### List of tasks:
A. Summarize the context-rot article in two sentences.
B. Duplicate the passage of the context-rot article starting at "Same session. Same" and ending at "Code is clean.".
──────── Selected extract ────────
How We Stopped Our AI Agents From Getting Dumber Mid-Session

"Task 50 should have the same quality as Task 1. If it doesn't, your architecture is wrong."

The Moment I Noticed

I watched Atlas — the founder agent on our Halo investment tracker — build a perfect Prisma database schema. Clean types, proper relations, sensible defaults. Forty minutes later, in the same session, he wrote a UI component that completely ignored the schema he'd just created. Different field names. Wrong relationships. A portfolioId where the schema used holdingGroupId.

Same session. Same agent. Same context window.

What happened?

Context Rot Is Real

Every AI model operates within a context window — a fixed amount of text it can hold in working memory. Claude has 200k tokens. GPT-4 has 128k. Within that window, the model reasons over everything: your instructions, the codebase it's read, the code it's written, the conversation so far.

Here's what nobody tells you about that window: quality degrades as it fills.

0–30% utilization: Peak quality. The model has room to reason. Decisions are coherent. Code is clean.
30–50%: Still good, but the model starts taking shortcuts. Less thorough error handling. Fewer edge cases considered.
50–70%: Rushing. The model "knows" it's running out of room (not consciously, but the compression effects are measurable). It starts cutting corners — skipping validation, reusing patterns even when they don't fit.
70%+: Hallucinations spike. The model starts contradicting its own earlier decisions. It forgets constraints it established 20 minutes ago. This is where Atlas built a UI that ignored his own schema.

Quality degrades as the context window fills — not linearly, but exponentially after 50%.

This isn't theoretical. We see it in every project. Late-session code is measurably worse than early-session code. The same agent that writes elegant, well-tested code at the start of a session produces sloppy, assumption-heavy code at the end.

I was essentially asking my best engineer to code for 8 hours straight without a break, without notes, holding the entire codebase in their head — and then wondering why hour 7 looked different from hour 1.
──────── Given information ────────
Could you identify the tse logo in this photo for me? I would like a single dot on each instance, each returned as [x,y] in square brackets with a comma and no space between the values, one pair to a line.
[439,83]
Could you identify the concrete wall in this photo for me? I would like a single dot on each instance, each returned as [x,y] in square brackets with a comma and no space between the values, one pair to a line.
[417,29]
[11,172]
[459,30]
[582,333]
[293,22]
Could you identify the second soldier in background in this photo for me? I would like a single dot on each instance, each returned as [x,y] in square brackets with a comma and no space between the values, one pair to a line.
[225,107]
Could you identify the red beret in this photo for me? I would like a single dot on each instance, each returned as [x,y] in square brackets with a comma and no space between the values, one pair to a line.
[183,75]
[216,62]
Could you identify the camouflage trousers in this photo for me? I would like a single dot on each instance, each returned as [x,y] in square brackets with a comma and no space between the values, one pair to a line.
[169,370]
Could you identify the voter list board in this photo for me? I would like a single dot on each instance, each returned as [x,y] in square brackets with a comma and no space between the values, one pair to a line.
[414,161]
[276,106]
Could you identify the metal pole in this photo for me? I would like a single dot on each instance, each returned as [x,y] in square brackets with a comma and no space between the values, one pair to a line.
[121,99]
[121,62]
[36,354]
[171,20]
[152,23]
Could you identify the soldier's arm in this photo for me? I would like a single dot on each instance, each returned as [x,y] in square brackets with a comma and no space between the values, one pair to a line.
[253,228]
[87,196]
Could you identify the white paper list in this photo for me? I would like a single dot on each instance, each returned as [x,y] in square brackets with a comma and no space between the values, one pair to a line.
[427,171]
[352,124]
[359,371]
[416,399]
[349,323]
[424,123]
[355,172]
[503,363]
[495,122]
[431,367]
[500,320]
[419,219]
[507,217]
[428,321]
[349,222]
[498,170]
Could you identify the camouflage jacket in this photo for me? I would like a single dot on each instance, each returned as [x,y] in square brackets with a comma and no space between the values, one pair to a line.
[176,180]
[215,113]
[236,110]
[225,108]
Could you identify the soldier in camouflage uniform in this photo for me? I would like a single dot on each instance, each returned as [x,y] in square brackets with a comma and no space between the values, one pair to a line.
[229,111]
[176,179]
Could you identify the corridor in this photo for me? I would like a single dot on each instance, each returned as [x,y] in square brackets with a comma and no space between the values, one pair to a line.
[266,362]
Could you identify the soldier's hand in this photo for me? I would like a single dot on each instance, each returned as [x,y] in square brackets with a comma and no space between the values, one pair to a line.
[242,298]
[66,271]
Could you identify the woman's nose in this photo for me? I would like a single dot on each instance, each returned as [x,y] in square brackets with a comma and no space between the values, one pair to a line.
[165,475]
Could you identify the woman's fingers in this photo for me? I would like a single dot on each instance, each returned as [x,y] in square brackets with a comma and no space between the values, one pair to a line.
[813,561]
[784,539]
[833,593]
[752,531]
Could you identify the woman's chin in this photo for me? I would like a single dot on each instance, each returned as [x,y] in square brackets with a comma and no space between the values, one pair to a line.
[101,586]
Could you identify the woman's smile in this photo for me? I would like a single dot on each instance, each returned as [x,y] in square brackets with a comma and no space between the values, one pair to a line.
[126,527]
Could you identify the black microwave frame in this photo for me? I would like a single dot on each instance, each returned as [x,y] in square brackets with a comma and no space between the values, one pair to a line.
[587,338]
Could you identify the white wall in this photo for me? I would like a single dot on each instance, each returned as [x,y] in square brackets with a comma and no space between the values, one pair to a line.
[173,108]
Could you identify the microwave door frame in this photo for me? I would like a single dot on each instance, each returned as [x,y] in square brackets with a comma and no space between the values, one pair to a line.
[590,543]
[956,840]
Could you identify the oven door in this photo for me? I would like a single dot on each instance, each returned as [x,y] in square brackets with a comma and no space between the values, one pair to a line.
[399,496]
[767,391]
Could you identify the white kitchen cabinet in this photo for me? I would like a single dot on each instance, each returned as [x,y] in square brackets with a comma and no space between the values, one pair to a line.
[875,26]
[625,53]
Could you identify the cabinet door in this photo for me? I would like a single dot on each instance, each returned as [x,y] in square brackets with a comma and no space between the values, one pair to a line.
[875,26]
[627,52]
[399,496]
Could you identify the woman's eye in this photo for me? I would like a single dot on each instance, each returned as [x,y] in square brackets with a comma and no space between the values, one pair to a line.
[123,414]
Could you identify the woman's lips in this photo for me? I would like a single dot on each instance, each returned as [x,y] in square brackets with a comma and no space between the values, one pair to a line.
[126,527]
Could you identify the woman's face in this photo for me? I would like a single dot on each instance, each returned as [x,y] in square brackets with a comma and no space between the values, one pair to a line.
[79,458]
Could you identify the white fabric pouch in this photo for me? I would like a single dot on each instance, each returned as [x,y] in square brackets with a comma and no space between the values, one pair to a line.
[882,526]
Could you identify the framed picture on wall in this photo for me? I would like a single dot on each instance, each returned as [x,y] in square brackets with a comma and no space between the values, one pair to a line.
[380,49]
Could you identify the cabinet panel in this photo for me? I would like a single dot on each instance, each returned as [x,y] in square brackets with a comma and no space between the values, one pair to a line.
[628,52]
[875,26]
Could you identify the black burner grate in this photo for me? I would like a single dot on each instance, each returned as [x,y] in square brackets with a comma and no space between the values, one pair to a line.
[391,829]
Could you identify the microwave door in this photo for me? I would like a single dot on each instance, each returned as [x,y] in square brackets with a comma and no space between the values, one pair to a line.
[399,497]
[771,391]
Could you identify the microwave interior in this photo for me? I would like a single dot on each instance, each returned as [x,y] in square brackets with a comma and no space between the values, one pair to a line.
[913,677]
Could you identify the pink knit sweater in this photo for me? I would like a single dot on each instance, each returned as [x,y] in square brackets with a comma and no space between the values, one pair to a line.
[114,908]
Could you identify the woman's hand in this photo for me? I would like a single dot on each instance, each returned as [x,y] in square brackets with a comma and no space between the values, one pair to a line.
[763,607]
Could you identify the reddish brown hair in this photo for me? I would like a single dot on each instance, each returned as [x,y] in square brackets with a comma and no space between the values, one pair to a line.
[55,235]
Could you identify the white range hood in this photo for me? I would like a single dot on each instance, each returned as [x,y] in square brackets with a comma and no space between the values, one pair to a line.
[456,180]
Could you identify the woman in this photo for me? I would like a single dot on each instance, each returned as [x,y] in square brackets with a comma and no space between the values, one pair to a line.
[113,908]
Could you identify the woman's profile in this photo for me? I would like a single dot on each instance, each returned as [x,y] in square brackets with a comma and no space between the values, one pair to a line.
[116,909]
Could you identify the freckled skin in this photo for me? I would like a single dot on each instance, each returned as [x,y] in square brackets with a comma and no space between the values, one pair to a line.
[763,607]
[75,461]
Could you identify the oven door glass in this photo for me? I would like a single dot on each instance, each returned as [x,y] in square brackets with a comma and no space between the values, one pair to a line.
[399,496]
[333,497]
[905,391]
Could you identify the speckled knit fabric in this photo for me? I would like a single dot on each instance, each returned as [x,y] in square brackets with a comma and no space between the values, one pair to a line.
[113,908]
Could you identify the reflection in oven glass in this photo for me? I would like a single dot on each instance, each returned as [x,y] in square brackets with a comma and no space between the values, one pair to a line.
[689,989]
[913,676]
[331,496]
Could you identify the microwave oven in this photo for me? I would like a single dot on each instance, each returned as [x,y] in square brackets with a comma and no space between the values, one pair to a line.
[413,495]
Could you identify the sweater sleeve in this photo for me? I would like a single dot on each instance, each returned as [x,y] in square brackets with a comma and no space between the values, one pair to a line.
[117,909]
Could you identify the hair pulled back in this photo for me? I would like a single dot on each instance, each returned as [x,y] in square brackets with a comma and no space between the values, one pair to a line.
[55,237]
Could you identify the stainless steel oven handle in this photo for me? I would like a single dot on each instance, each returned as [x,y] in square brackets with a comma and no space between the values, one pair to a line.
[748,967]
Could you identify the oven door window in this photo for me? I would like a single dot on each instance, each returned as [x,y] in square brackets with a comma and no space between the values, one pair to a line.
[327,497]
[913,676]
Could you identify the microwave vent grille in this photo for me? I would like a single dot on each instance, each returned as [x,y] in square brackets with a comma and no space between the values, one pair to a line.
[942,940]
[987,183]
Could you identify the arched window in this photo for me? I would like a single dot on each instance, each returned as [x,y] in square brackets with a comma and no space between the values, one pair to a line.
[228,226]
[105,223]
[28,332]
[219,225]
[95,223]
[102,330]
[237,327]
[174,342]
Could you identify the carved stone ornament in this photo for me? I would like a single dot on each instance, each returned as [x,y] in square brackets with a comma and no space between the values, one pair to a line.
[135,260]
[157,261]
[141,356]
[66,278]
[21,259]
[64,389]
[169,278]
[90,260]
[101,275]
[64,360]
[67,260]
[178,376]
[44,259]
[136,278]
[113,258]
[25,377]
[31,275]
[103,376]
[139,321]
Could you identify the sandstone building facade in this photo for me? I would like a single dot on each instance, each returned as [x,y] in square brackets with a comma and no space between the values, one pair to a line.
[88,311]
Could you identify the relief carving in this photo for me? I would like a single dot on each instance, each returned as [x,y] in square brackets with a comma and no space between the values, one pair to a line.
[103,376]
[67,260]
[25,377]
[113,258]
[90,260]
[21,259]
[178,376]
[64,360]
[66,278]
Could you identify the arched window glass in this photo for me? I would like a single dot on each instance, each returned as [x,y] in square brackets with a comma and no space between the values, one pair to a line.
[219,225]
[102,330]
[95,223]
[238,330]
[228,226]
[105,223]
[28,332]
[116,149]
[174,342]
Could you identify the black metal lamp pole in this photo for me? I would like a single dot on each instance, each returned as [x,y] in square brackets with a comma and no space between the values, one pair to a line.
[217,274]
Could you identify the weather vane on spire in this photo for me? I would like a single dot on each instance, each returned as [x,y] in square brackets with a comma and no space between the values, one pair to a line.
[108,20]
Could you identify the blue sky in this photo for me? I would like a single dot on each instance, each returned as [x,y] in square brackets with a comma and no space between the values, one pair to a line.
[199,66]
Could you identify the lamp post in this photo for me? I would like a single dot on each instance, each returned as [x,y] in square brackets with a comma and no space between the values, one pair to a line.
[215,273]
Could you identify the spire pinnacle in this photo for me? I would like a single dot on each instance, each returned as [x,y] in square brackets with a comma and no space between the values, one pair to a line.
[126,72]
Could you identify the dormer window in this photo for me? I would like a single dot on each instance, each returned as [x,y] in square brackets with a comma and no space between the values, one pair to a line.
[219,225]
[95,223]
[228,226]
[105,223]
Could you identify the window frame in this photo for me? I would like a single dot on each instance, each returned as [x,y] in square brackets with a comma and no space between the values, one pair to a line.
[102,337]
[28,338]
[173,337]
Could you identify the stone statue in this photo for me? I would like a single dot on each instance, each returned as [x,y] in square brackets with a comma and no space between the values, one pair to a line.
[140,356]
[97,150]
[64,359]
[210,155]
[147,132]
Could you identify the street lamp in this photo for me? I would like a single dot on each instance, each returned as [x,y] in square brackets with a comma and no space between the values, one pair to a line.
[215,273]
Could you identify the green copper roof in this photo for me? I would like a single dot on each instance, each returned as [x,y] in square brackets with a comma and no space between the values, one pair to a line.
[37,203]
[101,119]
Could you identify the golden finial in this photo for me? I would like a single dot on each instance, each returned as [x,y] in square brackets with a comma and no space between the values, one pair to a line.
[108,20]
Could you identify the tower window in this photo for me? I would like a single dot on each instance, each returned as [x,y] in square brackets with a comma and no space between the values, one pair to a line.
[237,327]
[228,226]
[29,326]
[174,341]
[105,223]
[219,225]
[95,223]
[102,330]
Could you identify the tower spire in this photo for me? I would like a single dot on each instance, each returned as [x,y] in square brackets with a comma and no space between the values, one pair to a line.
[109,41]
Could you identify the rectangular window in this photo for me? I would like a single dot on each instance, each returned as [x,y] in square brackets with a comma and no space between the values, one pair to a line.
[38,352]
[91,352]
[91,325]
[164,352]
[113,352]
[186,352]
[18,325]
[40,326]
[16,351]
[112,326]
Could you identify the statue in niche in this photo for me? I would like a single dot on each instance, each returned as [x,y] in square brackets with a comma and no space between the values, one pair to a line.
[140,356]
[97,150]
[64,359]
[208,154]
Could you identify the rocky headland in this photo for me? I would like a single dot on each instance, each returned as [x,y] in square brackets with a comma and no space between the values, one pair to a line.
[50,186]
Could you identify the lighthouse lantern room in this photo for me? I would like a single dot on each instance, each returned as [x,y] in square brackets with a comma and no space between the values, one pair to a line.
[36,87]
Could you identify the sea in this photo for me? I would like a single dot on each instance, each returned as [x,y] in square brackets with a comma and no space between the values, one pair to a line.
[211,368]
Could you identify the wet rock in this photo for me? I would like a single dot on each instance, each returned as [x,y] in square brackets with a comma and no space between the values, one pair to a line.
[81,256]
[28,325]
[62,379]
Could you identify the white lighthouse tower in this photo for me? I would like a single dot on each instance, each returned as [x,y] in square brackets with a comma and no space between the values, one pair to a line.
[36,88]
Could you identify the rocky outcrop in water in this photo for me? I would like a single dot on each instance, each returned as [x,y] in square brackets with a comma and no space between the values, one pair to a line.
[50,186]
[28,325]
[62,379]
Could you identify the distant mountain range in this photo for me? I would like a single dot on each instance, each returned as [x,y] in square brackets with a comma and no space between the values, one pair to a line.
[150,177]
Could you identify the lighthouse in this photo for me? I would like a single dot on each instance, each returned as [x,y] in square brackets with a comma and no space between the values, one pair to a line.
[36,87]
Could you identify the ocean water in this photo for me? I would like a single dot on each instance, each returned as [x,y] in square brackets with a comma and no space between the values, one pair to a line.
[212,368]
────────
### Responses by item number:
A. Atlas, the founder agent on the Halo investment tracker, built a clean Prisma database schema and then, forty minutes later in the same session, wrote a UI component that ignored it. The article attributes this to context rot: quality degrades as the context window fills, exponentially after 50%, and hallucinations spike above 70% utilization as the model contradicts its own earlier decisions.

B.
Same session. Same agent. Same context window.

What happened?

Context Rot Is Real

Every AI model operates within a context window — a fixed amount of text it can hold in working memory. Claude has 200k tokens. GPT-4 has 128k. Within that window, the model reasons over everything: your instructions, the codebase it's read, the code it's written, the conversation so far.

Here's what nobody tells you about that window: quality degrades as it fills.

0–30% utilization: Peak quality. The model has room to reason. Decisions are coherent. Code is clean.